§ Directions:
With the pictures left out, restate every entry word for word.

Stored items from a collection
+---+
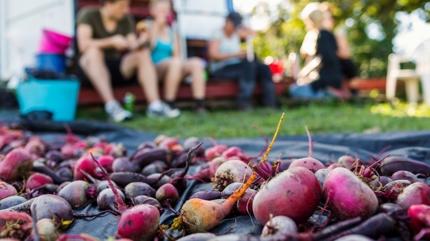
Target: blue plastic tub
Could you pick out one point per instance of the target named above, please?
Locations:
(51, 62)
(60, 97)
+---+
§ Answer section:
Target: blue plastic tub
Could you pick out one point per instance of the target named above, please?
Locations:
(51, 62)
(60, 97)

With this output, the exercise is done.